Please number the lines below as a list, skipping any blank lines and leaving out the picture.

>> START Records supplied

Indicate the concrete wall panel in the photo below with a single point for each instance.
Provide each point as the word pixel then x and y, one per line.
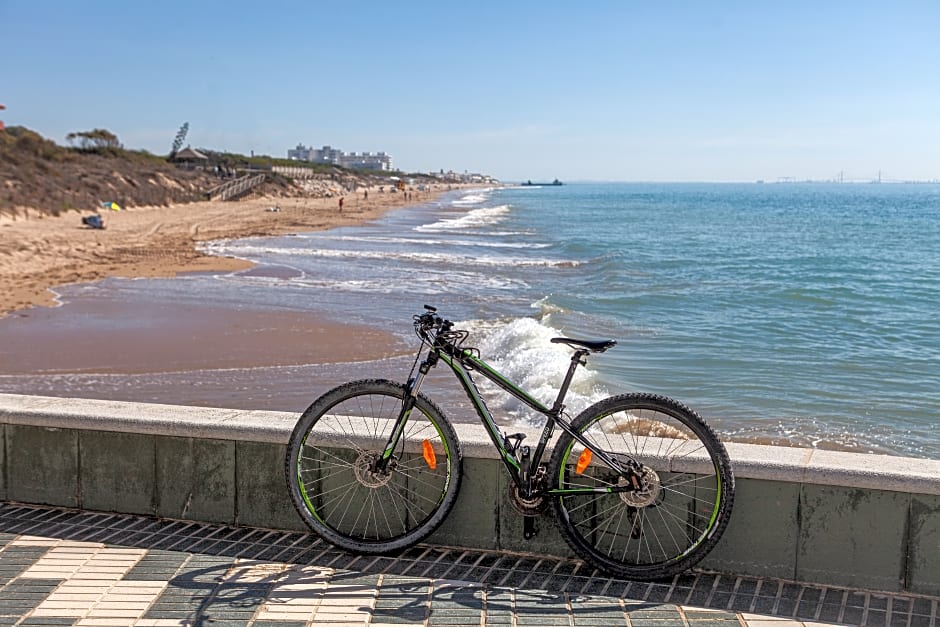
pixel 853 536
pixel 262 499
pixel 924 560
pixel 195 479
pixel 761 537
pixel 117 471
pixel 42 464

>> END Records supplied

Answer to the problem —
1. Indicate the concrete wall panel in the photo below with a single point for each instance.
2. Provide each point as the word pixel then x and y, one per line.
3. pixel 853 536
4. pixel 262 499
5. pixel 924 560
6. pixel 195 479
7. pixel 761 537
8. pixel 117 471
9. pixel 42 464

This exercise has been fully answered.